**PASSAGE:**

───

Extracts a specific chunk of text from the original input based on start and end positions. For array input the positions are treated as if all elements in the array were concatenated into a single long string.

Note that for arrays, the returned result will be an array and that the first and/or last element of the array may be a substring of that array item's text.

Parameters

  • input (string|string[]) - The original input text or array of texts
  • start (number) - Start position in the original text
  • end (number) - End position in the original text

Returns

  • string - For single string input
  • string[] - For array of strings input

Examples

const text = 'Hello world! This is a test.'
const chunk = getChunk(text, 0, 12)
// =>
;('Hello world!')

const texts = ['Hello world!', 'This is a test.']
const chunk = getChunk(texts, 0, 16)
// =>
;['Hello world!', 'This']

Advanced Usage

Custom Splitter Functions

You can create custom splitter functions for different tokenization strategies:

Sentences

Split by sentences using a regular expression.

// Sentence-based splitting
const sentenceSplitter = text => text.split(/[.!?]+/)
const chunks = split(text, {
  chunkSize: 5,
  splitter: sentenceSplitter
})

// =>
;[{ text: 'Hello world! This is a test', start: 0, end: 27 }]

TikToken

Split using the TikToken tokenizer with the commonly used text-embedding-ada-002 model.

───

**EXTRACTED RECORDS:**
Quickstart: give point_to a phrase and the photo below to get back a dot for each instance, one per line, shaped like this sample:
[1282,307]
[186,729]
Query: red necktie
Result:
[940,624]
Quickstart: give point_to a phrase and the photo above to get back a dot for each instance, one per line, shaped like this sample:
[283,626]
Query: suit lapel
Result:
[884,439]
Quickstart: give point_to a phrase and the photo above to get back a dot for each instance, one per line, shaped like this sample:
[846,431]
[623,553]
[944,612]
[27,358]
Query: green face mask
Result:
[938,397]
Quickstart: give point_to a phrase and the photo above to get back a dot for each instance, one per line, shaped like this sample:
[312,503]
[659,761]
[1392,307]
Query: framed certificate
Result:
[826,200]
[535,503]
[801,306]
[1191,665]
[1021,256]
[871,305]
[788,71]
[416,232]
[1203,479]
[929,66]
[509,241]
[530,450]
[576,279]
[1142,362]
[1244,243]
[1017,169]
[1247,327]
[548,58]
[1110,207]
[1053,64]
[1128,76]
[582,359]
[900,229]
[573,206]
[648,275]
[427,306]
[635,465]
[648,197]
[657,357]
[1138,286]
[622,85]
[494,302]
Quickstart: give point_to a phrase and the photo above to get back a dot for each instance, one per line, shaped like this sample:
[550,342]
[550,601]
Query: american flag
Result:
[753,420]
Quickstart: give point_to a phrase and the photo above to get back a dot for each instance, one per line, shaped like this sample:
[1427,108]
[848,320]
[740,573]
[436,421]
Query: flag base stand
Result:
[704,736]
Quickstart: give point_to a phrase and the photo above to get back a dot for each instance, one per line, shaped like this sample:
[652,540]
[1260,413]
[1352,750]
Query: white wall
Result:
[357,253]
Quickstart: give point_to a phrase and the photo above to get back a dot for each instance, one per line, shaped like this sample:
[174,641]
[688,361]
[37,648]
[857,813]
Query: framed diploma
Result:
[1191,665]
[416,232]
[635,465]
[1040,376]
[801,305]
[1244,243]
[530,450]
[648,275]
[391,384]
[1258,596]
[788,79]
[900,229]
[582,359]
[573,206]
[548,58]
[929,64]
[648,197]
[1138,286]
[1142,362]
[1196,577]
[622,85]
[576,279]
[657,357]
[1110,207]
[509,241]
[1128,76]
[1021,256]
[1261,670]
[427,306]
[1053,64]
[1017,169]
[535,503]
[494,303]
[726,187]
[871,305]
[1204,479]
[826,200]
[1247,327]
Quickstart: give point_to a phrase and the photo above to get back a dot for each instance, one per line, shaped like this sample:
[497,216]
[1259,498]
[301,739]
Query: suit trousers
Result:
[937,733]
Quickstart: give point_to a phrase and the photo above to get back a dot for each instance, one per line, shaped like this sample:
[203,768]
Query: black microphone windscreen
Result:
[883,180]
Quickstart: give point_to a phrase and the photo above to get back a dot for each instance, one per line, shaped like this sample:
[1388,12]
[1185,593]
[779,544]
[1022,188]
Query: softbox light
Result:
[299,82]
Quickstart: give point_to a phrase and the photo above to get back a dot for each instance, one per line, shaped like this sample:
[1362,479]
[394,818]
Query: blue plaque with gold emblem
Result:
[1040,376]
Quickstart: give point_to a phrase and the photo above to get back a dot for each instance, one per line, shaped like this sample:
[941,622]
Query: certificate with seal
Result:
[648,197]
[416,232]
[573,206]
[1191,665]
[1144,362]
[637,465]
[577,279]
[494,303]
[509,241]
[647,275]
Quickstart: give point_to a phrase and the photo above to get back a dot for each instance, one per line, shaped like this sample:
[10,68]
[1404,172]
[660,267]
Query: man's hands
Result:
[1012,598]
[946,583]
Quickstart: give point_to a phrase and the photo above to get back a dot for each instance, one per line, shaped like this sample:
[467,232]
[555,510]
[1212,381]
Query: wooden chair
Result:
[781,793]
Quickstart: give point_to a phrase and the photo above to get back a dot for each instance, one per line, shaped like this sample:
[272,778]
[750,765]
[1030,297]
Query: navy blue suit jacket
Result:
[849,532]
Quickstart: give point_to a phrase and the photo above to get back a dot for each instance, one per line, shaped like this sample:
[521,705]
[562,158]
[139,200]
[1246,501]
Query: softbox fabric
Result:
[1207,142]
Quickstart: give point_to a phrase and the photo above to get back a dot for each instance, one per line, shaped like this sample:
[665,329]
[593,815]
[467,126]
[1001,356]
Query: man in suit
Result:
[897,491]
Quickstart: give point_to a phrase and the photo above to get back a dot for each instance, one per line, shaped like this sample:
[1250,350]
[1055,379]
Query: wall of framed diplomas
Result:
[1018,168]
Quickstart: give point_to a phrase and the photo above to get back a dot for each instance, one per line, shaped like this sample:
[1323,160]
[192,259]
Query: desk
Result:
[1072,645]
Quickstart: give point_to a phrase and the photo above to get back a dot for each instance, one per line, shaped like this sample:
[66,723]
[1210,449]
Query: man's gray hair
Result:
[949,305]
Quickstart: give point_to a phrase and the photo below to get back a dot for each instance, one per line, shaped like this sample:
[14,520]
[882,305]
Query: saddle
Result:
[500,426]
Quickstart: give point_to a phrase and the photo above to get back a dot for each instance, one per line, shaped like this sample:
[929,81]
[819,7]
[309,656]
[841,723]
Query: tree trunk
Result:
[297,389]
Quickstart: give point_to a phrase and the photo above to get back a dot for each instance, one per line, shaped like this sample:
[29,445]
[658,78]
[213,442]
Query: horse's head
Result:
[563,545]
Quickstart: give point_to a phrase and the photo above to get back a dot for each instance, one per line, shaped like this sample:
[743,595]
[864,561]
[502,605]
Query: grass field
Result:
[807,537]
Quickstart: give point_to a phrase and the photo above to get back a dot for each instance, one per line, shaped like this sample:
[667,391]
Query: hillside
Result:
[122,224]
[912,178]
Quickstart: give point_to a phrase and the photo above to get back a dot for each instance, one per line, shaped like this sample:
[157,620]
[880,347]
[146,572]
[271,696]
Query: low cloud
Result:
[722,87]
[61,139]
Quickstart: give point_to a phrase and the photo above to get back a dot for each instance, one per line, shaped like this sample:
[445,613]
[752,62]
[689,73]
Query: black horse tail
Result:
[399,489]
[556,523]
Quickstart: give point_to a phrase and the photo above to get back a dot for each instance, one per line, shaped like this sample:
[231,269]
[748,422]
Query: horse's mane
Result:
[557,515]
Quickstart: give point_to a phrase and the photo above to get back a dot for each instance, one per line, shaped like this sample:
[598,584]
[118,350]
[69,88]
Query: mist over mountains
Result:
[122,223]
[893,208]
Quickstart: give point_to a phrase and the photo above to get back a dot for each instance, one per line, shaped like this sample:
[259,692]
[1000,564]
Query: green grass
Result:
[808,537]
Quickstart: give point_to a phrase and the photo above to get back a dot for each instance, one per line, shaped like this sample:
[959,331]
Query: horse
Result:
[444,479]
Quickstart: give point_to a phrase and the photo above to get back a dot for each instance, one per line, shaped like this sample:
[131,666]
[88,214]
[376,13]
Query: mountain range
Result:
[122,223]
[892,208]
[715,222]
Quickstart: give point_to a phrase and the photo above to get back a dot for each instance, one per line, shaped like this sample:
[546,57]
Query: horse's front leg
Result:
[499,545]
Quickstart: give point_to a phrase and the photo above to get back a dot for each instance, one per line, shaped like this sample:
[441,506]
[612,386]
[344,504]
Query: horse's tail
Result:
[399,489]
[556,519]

───

**WORK ITEM:** Reproduce the documentation on extracting text chunks word for word, starting at the words "Extracts a specific" and stopping after "single long string.".

**WRITTEN ANSWER:**
Extracts a specific chunk of text from the original input based on start and end positions. For array input the positions are treated as if all elements in the array were concatenated into a single long string.